Data section:
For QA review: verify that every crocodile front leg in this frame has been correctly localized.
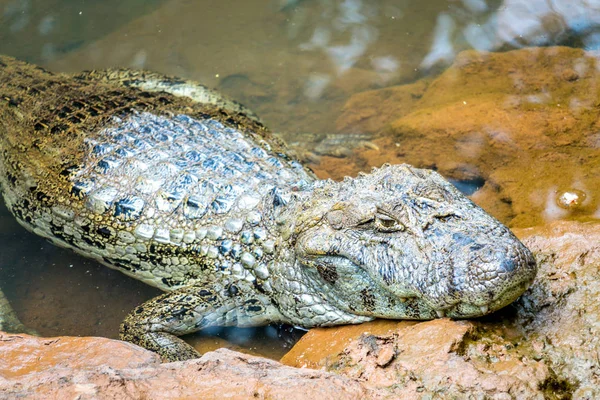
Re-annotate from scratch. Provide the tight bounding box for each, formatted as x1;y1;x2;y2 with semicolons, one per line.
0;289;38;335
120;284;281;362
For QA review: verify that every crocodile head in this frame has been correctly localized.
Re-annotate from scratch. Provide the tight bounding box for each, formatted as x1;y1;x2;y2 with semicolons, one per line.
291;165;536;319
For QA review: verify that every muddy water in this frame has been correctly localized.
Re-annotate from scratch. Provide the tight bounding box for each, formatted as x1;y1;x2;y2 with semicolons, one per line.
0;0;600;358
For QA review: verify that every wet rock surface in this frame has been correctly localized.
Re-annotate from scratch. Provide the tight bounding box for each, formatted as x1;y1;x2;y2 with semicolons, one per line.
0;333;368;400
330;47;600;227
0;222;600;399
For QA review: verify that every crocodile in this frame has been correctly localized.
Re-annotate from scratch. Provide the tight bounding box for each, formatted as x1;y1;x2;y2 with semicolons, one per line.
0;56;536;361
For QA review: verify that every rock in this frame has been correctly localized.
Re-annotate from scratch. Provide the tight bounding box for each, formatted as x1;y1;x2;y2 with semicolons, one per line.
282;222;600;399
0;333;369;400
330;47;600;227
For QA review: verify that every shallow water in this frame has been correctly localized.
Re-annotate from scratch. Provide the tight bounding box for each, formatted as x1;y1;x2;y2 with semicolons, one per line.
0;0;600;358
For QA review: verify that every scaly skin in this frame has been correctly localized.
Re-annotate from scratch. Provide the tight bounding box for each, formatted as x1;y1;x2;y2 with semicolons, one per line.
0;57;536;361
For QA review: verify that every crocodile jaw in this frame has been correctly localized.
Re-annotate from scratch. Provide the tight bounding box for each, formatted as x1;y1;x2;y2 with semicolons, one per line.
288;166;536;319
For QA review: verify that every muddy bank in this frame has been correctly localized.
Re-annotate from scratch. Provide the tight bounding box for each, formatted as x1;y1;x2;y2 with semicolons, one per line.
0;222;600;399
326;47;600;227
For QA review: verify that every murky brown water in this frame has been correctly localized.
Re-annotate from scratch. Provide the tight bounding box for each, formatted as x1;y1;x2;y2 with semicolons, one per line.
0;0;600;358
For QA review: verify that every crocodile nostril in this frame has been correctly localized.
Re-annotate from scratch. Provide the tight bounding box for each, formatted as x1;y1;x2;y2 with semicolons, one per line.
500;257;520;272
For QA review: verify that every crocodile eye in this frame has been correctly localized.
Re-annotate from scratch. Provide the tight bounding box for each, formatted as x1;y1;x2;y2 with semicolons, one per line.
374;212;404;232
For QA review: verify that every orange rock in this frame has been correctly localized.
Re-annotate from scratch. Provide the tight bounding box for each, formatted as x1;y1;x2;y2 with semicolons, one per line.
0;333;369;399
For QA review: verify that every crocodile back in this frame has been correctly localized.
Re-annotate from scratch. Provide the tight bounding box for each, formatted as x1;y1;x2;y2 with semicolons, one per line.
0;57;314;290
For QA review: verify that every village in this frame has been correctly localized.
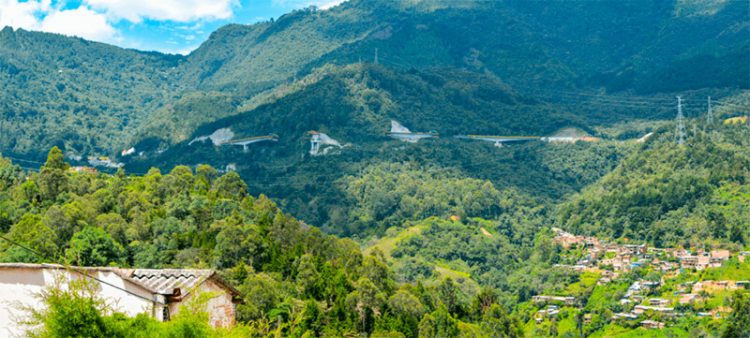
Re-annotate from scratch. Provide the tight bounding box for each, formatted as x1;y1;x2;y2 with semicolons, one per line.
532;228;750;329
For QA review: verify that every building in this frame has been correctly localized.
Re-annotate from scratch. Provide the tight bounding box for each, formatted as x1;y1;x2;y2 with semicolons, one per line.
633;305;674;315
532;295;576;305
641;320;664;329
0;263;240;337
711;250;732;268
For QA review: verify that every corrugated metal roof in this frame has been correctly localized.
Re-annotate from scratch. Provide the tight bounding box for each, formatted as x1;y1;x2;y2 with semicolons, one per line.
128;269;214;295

...

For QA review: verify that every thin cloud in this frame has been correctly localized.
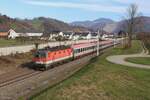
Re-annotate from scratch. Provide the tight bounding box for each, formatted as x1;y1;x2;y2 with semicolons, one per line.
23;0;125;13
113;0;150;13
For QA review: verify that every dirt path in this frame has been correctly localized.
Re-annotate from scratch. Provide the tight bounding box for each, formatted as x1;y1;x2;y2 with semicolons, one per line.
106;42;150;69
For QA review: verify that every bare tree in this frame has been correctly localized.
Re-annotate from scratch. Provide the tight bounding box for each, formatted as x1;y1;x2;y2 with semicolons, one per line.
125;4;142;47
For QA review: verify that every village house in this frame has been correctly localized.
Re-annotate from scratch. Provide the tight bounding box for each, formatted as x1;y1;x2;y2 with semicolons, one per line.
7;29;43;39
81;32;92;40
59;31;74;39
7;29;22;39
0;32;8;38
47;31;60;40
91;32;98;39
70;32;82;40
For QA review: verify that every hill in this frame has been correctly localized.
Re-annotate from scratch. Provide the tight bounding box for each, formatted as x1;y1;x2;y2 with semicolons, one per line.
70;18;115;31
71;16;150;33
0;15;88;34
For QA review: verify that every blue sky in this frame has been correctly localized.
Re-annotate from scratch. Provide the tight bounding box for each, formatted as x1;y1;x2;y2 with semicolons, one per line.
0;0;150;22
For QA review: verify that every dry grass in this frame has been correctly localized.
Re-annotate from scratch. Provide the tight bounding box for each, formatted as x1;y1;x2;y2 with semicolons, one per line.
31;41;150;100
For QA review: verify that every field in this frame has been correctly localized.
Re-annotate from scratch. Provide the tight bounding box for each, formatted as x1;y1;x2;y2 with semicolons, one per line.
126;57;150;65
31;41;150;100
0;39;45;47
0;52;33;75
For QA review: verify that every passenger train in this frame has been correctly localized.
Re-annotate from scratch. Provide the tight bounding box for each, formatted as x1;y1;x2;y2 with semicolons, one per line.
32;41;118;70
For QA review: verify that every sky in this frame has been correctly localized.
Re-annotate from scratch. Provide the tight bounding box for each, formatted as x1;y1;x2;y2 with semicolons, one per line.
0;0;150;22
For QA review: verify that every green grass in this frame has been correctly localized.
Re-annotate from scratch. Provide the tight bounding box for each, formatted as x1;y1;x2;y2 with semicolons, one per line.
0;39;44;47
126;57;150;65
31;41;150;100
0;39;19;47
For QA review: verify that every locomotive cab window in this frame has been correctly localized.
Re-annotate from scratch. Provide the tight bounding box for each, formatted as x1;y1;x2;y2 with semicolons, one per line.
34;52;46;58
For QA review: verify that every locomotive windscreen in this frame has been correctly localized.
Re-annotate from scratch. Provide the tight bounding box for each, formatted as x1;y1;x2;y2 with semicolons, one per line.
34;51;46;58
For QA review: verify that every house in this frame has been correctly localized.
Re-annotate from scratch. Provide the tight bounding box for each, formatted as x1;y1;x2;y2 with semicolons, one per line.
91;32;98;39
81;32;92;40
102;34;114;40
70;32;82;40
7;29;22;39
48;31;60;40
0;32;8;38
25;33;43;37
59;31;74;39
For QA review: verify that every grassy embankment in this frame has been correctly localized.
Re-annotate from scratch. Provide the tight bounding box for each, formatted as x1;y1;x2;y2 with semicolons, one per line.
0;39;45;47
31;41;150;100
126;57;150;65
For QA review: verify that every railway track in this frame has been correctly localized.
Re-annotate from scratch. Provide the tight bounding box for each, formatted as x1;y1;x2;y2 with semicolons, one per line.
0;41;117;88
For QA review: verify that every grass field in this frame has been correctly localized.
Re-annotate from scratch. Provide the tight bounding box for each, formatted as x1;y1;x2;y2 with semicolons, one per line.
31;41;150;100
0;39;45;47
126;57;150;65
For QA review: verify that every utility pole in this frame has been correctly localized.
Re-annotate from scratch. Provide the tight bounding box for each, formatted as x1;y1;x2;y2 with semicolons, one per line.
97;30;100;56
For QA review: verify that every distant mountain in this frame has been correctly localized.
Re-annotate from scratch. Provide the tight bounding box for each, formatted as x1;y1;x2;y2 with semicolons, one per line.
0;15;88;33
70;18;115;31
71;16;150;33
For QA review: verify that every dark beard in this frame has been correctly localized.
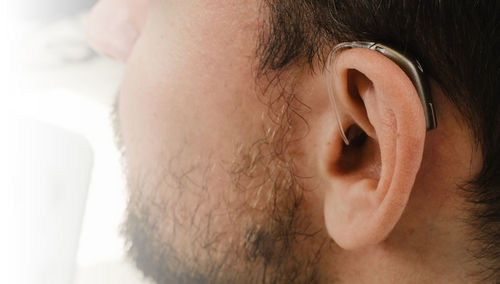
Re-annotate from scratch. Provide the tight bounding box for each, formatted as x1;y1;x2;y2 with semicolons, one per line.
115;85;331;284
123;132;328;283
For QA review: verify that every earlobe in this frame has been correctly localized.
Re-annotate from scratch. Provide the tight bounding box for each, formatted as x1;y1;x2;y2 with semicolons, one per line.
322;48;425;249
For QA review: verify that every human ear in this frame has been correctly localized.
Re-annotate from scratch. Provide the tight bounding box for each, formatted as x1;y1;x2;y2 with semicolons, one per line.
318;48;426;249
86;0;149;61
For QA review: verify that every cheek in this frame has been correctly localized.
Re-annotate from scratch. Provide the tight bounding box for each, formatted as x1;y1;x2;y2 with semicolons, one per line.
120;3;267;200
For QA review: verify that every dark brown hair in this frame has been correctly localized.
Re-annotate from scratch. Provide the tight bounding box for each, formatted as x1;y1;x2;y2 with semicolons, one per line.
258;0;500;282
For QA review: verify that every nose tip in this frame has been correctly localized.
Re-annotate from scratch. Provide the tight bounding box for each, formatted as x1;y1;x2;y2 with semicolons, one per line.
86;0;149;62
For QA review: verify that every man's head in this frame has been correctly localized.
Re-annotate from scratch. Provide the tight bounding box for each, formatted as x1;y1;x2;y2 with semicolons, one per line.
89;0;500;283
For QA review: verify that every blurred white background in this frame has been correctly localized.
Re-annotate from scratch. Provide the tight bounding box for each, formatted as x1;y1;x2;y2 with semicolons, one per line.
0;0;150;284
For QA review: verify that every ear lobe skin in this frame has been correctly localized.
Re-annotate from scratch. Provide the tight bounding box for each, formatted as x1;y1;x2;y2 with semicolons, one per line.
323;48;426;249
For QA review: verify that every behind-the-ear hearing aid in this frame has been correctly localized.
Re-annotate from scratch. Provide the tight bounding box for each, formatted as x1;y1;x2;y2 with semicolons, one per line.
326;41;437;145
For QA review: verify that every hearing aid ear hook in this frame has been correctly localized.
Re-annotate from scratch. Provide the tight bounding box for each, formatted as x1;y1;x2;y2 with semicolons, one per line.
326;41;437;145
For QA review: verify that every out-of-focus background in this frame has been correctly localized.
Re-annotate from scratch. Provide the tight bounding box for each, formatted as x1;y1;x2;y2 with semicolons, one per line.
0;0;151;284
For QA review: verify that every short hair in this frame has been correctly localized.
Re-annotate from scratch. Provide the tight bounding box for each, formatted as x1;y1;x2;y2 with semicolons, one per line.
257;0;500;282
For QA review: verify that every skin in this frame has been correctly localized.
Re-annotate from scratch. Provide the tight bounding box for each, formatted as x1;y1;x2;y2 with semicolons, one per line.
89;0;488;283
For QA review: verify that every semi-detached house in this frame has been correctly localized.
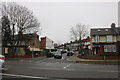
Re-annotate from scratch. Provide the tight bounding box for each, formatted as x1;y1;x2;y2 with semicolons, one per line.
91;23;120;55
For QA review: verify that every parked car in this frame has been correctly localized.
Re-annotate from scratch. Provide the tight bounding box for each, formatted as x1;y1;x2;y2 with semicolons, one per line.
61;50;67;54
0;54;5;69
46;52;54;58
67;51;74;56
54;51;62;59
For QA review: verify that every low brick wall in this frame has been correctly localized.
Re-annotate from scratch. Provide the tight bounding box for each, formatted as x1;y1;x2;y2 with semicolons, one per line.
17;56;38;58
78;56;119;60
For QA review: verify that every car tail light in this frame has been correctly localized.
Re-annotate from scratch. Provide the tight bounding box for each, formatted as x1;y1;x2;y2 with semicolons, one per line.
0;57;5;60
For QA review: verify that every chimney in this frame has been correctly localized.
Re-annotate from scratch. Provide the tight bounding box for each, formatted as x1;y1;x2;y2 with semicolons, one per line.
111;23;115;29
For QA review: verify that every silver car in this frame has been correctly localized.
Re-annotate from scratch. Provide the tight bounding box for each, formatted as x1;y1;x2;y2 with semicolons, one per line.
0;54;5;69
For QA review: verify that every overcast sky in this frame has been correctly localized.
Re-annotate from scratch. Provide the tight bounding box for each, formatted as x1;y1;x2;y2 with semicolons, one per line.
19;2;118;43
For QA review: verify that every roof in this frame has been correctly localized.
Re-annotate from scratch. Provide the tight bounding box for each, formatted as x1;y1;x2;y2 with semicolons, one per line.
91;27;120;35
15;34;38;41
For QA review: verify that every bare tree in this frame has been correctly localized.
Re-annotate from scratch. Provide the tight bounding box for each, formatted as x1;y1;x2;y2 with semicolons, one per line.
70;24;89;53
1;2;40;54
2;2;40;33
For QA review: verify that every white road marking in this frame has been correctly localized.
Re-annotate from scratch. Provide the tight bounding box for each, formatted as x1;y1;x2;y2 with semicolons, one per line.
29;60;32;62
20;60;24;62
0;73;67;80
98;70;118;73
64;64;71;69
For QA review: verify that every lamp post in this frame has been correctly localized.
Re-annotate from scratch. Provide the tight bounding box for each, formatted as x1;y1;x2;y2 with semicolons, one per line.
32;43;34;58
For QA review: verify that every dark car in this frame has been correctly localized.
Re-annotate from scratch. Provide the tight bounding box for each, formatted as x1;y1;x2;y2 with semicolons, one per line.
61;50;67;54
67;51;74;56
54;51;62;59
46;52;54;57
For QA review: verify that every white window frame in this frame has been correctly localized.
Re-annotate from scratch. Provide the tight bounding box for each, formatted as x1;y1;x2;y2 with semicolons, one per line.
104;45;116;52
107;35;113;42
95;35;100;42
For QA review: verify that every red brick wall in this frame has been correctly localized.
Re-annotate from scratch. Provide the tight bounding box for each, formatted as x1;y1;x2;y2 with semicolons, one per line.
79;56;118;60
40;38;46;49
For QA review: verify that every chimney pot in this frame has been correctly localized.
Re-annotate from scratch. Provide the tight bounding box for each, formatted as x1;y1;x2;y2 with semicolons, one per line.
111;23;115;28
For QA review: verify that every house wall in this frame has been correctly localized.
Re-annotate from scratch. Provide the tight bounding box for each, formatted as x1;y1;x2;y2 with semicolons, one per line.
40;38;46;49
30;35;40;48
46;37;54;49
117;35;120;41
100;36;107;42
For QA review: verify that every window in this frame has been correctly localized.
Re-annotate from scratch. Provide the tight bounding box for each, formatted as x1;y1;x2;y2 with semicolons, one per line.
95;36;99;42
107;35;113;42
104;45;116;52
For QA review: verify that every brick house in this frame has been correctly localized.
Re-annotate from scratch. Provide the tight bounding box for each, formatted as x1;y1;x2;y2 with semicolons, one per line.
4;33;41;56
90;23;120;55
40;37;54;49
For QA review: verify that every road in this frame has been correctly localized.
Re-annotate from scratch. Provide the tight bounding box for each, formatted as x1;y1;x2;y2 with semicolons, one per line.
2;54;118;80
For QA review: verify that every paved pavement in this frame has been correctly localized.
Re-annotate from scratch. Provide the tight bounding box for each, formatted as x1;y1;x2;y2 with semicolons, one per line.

* * *

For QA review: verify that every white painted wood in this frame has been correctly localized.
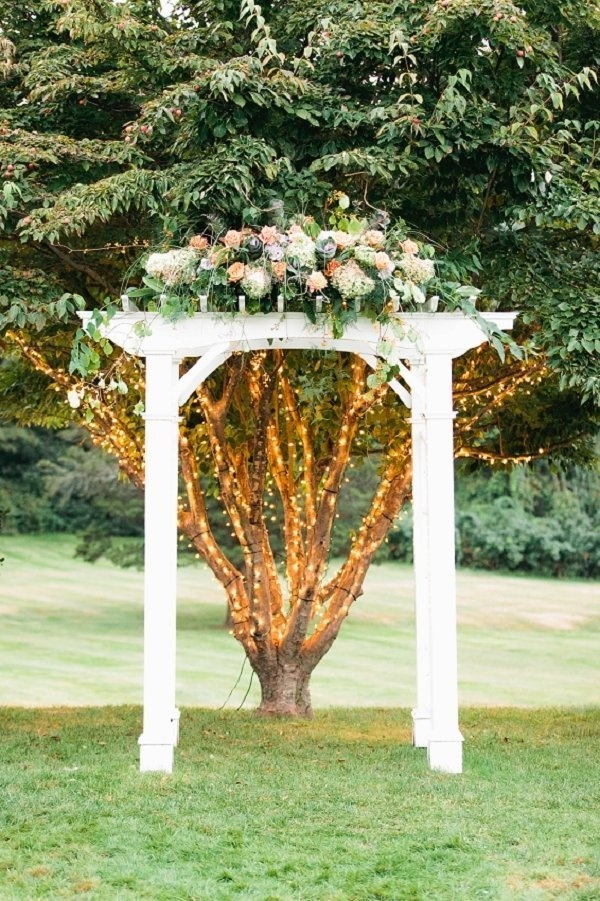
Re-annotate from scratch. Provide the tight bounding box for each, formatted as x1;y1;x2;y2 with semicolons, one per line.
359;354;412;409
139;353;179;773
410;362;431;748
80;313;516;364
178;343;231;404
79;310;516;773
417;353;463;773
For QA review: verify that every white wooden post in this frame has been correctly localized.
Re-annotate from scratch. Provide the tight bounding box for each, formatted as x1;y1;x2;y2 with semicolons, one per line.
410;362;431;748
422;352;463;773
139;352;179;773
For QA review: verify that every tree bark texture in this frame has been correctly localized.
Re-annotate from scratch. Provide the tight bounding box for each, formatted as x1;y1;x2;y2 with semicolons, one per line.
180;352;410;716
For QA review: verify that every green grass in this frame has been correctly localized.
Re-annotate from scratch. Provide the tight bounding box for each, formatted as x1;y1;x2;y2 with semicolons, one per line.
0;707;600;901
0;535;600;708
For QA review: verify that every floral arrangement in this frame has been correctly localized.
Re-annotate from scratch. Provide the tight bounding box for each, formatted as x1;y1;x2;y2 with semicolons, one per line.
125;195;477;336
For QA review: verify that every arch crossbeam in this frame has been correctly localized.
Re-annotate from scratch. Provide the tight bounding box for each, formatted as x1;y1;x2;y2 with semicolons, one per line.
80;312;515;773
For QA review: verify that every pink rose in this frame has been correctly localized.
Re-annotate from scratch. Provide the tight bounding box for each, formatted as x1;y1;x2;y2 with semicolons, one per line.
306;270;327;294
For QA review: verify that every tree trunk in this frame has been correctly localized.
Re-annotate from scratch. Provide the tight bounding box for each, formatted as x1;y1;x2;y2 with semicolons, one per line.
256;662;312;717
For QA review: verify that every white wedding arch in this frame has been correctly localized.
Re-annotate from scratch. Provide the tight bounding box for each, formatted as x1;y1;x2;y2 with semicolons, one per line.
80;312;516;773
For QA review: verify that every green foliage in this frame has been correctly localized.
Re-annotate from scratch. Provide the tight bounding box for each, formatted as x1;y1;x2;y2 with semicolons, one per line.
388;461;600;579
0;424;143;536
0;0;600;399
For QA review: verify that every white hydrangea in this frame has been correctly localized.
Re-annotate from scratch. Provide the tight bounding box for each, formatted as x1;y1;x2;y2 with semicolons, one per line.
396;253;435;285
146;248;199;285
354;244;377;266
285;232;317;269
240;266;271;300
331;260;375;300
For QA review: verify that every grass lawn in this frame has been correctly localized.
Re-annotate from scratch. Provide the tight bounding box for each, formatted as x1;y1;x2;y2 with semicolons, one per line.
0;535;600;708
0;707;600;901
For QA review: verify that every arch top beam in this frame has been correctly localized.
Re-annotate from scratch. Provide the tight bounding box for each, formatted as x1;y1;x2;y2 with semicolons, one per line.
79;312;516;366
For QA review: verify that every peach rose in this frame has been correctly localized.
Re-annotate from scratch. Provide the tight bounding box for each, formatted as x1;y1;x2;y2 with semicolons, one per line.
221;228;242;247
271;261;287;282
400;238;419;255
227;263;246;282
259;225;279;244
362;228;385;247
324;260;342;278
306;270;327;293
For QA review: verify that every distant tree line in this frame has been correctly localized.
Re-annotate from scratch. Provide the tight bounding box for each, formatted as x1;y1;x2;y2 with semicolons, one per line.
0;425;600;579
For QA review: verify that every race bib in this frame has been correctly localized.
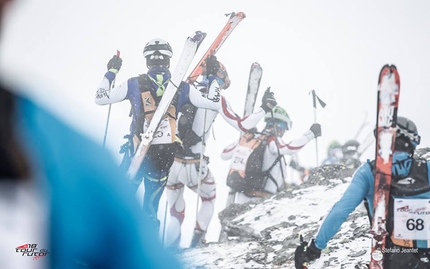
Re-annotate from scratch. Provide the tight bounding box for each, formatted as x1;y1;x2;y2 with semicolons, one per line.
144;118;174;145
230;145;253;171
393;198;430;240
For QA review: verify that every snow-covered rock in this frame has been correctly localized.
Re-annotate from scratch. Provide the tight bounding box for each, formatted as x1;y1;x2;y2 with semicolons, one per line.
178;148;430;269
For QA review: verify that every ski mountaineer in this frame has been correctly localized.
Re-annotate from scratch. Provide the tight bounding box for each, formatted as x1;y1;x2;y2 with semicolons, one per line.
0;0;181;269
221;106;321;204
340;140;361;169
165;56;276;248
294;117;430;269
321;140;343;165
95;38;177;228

Exercise directions: Locate each line in the items above that contains the string "post" and copy every such line in full.

Answer in full:
For QA review: verify that every lamp post in this frame has been correctly localized.
For QA review: verify that every white wooden post in this frame has been correctly localized.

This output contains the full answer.